*** Opening Study material ***

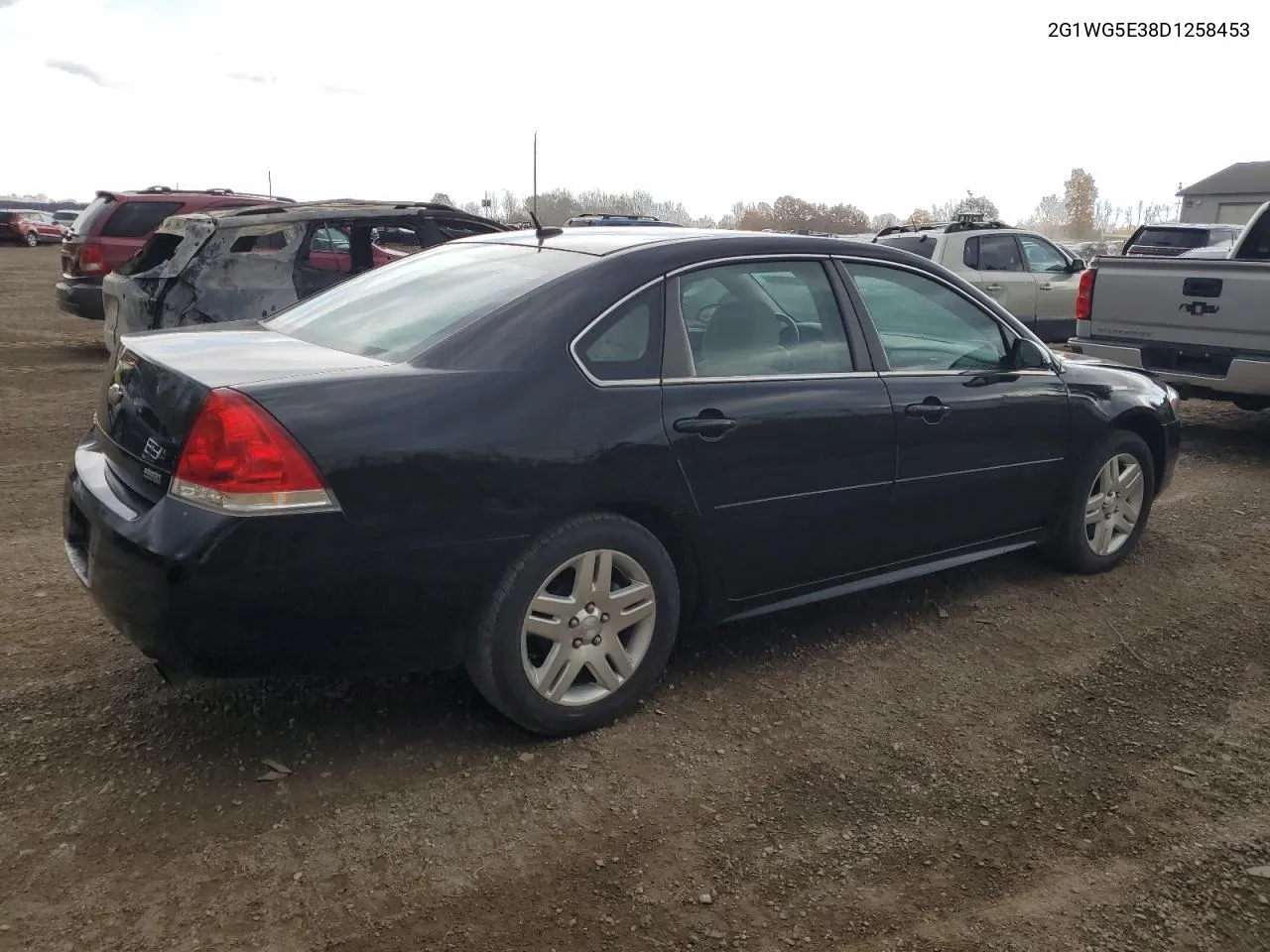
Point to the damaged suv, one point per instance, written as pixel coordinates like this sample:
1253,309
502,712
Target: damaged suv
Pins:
248,263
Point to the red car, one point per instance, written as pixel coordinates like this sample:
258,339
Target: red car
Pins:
114,227
30,227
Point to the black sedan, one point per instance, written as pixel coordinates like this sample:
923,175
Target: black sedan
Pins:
539,453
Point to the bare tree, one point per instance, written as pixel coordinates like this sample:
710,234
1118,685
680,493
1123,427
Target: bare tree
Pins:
1080,198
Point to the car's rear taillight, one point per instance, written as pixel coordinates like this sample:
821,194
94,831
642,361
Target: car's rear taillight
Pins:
1084,295
90,258
238,458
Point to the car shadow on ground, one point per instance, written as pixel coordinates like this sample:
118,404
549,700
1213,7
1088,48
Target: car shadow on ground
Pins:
1228,431
390,724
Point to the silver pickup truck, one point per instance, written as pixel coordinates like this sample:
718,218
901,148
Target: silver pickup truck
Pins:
1202,325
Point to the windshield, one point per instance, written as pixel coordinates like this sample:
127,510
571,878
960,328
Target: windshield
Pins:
921,245
1173,238
90,216
391,312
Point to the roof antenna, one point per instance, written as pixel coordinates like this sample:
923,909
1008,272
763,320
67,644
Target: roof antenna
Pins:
534,208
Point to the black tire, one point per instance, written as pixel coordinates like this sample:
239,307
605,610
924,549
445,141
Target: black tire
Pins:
494,658
1071,544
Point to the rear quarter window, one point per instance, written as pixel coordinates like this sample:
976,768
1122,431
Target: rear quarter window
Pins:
1174,238
921,245
139,218
395,311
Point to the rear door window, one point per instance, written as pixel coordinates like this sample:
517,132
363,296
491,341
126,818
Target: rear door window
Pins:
921,245
139,218
1173,238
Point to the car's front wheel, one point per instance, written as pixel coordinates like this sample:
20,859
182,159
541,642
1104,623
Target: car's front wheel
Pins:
1107,507
579,629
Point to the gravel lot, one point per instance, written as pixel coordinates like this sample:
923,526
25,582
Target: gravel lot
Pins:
996,758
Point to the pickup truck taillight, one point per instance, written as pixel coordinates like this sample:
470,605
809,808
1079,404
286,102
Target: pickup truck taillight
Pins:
1084,295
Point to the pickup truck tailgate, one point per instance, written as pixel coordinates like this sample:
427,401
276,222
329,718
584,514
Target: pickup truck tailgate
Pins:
1183,301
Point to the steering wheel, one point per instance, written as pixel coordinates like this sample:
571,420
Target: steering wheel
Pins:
793,325
703,317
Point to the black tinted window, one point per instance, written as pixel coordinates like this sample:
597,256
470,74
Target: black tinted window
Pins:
921,245
924,325
456,229
627,343
393,312
93,216
139,218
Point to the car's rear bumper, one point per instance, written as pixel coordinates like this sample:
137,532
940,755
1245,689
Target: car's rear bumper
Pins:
208,594
80,296
1246,375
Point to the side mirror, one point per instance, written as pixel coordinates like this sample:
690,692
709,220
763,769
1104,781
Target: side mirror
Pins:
1026,354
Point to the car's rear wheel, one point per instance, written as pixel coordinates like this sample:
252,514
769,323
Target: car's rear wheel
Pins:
579,629
1109,506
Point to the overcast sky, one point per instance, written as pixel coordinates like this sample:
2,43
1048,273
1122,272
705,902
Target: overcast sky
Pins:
885,105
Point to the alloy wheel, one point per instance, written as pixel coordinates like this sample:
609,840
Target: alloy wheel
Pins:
588,627
1114,504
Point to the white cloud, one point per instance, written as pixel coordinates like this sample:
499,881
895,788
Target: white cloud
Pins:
887,107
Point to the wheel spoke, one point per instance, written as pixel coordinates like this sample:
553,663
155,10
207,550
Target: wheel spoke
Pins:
553,629
554,606
1102,537
631,595
584,583
1130,479
559,671
1093,508
1132,508
1107,476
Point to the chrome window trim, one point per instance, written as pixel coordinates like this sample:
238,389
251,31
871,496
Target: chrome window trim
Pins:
754,257
766,377
608,384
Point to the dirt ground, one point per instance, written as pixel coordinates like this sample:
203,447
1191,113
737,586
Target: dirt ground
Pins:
996,758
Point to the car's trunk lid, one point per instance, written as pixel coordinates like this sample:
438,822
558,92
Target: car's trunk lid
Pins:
158,384
132,295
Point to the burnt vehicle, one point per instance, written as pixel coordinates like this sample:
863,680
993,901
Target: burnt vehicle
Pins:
252,262
535,453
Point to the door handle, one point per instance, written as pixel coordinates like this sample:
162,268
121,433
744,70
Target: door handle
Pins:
706,426
933,411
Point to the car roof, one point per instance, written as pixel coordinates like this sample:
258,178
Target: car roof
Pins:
602,241
246,216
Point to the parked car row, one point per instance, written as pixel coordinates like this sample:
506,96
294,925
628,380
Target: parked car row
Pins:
30,227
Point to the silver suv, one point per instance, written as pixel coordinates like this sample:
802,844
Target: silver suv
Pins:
1026,273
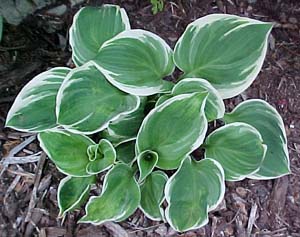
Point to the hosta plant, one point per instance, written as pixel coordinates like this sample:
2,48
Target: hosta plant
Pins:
117,115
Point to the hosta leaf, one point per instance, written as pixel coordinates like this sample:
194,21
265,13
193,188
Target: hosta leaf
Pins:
126,126
92,27
214,108
192,191
268,122
102,156
72,191
238,147
68,151
152,195
163,98
174,129
226,50
146,160
126,152
34,107
136,61
86,101
119,199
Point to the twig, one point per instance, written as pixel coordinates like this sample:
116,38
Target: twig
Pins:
251,218
38,175
115,229
146,228
11,187
14,151
22,159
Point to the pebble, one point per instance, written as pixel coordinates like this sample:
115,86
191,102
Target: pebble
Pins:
242,192
293,20
57,11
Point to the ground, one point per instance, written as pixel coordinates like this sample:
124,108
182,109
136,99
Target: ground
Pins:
28,205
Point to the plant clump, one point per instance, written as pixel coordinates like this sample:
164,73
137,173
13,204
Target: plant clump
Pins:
149,126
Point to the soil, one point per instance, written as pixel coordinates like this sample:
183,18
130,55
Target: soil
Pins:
28,205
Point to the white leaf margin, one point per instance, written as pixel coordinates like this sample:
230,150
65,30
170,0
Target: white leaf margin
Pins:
284,138
165,104
252,129
37,81
61,184
220,108
251,77
116,218
42,145
59,97
130,89
167,196
124,18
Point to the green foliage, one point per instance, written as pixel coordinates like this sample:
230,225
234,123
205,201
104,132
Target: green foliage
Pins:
145,123
157,6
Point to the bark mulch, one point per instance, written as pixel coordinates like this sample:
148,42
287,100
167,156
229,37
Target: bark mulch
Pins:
28,181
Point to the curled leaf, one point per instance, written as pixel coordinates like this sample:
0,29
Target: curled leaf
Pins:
126,152
68,151
119,199
146,160
174,129
102,156
152,195
195,188
92,26
72,192
268,122
238,147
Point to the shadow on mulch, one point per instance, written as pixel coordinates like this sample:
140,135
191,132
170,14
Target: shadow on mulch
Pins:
259,208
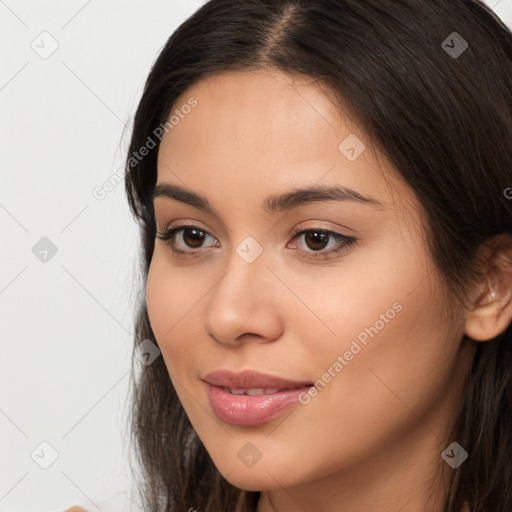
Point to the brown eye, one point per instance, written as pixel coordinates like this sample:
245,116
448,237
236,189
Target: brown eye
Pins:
193,237
316,240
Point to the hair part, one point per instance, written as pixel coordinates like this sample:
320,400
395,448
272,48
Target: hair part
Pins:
445,125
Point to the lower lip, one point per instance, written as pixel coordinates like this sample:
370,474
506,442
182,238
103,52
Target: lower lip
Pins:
251,410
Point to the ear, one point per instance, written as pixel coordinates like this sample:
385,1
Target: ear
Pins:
490,311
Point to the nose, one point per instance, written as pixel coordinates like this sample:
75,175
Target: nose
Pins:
244,305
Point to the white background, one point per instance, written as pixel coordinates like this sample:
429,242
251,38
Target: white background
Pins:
67,322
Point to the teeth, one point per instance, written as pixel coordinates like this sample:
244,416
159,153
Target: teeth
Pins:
251,391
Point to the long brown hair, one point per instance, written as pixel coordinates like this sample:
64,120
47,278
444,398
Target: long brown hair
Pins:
444,121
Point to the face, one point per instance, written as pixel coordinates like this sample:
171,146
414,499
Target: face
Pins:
334,292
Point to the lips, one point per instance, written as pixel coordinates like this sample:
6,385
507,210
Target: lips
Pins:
251,398
251,379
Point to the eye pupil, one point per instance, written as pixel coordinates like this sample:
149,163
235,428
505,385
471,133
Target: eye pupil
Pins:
196,239
317,237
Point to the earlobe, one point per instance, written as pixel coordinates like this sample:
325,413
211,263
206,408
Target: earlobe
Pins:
490,318
491,313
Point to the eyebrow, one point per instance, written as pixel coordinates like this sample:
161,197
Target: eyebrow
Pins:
274,203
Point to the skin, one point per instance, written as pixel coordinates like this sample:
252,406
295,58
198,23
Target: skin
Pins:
372,438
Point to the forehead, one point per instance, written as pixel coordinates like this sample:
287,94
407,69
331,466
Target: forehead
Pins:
265,131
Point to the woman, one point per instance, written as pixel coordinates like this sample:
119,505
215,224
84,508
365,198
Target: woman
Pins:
323,191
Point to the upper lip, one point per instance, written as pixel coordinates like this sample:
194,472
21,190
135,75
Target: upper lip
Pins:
251,379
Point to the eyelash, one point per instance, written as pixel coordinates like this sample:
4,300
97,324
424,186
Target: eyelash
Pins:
347,241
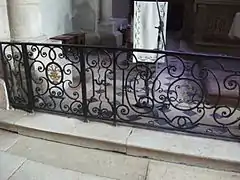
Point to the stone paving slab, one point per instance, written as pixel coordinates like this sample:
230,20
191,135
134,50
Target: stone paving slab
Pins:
92,135
101,163
9,164
216,154
7,140
168,171
37,171
9,118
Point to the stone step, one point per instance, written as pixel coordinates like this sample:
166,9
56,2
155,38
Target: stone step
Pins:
169,147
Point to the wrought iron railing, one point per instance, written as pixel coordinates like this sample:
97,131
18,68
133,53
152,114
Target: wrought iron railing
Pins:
180,92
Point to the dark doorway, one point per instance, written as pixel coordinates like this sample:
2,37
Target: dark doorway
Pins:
175,16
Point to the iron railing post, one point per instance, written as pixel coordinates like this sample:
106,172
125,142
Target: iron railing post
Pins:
28,78
114,89
84,87
5,73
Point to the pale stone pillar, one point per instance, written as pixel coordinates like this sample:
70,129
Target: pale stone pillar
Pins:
105,10
107,28
24,19
4,30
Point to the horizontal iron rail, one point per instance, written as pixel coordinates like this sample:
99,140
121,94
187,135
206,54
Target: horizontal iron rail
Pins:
166,52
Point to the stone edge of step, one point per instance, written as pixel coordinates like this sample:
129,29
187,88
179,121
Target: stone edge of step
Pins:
129,149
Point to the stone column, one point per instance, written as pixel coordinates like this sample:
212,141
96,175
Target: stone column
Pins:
4,27
4,30
107,29
105,10
24,19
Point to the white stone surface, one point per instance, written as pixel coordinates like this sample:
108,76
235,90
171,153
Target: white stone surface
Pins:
169,171
56,17
28,22
153,144
93,177
93,135
85,15
7,140
31,170
4,102
4,24
9,164
105,164
106,10
8,118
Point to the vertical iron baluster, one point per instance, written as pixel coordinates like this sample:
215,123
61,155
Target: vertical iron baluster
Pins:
5,73
28,78
114,89
83,82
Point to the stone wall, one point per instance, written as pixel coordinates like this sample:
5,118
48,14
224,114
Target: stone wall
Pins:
4,25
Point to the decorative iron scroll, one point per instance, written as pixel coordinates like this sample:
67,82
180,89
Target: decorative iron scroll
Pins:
191,93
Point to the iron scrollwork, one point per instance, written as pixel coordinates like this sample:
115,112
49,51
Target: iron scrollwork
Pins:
177,92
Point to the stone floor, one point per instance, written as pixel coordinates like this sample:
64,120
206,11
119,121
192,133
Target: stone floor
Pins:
25,158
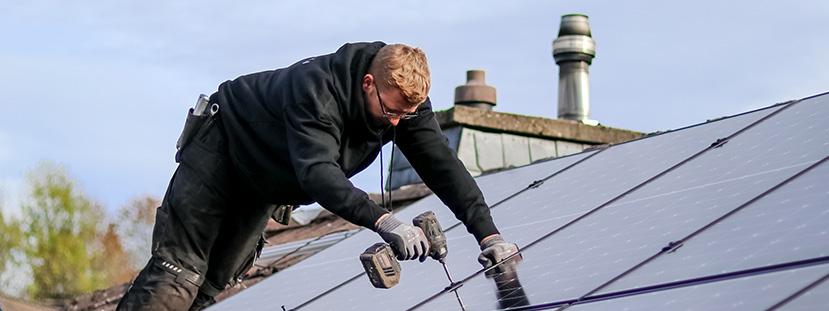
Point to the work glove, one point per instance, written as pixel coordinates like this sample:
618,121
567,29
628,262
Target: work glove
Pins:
494,250
407,241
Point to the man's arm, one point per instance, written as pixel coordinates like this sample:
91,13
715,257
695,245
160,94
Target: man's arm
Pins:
313,139
421,140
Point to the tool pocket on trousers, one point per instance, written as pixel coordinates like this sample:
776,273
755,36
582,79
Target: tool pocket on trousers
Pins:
249,261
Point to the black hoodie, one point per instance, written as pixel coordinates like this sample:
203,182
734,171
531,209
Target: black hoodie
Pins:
298,133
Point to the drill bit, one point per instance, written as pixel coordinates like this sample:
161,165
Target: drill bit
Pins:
449,276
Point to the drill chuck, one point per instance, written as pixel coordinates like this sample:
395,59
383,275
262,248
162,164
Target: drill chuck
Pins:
428,222
381,266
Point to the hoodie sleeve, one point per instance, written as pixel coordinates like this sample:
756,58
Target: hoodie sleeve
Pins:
424,145
313,139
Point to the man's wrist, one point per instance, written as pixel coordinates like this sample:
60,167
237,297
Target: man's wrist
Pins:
490,238
380,220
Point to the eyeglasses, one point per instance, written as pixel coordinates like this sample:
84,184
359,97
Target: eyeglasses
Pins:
392,115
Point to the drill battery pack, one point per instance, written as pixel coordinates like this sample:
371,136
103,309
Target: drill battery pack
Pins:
381,266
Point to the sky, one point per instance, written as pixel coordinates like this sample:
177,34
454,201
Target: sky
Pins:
102,87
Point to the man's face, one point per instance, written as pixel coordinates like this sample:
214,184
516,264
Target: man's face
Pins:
388,106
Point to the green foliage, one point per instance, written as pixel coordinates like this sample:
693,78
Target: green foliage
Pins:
10,234
60,241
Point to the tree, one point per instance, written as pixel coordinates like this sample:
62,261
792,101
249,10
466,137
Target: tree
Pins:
9,242
60,238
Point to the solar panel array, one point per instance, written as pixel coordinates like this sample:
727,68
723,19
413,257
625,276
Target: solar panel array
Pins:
728,214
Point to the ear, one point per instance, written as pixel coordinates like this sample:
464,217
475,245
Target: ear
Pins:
368,81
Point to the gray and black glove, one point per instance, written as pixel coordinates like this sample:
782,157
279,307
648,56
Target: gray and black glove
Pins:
494,250
407,241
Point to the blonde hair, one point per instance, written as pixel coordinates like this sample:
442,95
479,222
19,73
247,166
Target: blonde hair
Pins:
405,68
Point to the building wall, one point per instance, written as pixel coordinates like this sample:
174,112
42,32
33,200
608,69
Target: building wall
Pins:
482,151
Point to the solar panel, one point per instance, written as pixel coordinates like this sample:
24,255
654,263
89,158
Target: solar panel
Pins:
750,211
813,299
599,247
756,292
790,224
532,214
339,263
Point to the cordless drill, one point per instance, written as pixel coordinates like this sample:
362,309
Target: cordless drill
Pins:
381,265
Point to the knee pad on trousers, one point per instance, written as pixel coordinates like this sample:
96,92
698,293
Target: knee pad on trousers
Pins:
182,274
162,285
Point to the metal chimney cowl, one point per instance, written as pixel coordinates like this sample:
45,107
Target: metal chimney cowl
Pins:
475,93
573,51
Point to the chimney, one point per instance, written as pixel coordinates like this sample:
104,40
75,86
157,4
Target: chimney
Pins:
573,51
475,93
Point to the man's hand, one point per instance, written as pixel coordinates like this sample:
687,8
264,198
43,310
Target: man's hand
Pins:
494,250
407,241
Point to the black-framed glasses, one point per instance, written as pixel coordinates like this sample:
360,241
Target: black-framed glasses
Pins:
392,115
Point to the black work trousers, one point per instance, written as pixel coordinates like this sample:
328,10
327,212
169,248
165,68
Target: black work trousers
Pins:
207,230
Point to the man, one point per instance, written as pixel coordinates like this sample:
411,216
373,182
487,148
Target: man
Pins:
294,136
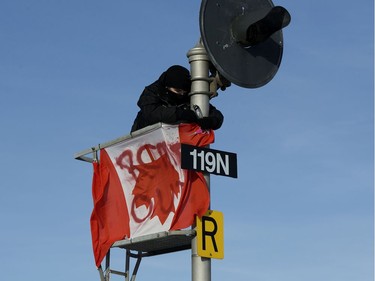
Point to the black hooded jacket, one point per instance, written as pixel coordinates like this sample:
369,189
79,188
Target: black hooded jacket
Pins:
158,105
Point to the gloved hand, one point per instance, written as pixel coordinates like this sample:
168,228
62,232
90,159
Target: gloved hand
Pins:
186,115
207,123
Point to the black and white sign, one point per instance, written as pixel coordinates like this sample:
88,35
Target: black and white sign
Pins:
209,160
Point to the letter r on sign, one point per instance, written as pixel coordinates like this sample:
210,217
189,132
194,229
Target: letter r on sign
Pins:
210,235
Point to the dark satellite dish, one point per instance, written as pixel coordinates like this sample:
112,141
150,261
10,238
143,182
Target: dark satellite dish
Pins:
243,39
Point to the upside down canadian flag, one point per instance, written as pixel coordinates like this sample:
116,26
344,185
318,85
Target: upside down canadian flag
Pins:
139,187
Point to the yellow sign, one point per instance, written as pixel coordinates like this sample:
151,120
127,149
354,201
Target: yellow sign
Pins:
210,235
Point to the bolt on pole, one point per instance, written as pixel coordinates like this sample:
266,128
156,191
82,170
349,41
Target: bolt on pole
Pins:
199,95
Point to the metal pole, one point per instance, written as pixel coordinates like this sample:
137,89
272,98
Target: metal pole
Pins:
199,95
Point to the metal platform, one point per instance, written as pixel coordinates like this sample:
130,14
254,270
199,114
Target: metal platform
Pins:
158,243
147,246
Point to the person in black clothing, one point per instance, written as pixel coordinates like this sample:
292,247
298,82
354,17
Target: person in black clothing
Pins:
167,100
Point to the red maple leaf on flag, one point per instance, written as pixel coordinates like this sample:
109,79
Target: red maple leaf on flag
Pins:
156,187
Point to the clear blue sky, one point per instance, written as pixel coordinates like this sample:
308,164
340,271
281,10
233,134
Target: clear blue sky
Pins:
302,208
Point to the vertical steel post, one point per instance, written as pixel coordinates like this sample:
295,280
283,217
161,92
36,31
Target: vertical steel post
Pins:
199,95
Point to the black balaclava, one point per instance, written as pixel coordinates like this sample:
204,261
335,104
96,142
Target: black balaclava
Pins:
176,77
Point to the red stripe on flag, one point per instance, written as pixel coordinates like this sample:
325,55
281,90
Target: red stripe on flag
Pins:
110,219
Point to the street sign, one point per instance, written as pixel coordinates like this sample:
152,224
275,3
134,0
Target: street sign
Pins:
210,235
209,160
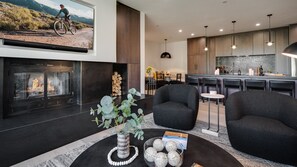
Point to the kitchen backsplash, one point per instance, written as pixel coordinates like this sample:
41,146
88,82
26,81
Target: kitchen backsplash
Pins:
244,63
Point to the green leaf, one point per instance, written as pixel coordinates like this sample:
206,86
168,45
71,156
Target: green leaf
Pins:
132,91
129,96
140,111
97,120
134,116
138,94
132,122
120,119
106,101
92,111
107,109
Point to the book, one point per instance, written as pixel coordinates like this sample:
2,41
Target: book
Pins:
196,165
180,138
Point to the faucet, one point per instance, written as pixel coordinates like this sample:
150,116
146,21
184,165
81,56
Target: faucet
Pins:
233,68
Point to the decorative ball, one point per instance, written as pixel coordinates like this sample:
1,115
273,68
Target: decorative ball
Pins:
173,158
161,159
150,154
158,144
171,146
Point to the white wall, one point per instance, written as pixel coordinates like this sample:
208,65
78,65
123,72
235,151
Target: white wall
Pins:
104,44
178,61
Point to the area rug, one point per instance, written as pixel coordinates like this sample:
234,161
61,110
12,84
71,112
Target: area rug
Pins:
65,159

*** Closing Study material ***

◆ Problem requirements
Each line of the entries that holds "paving" should be counted, and only the total given.

◆ Written response
2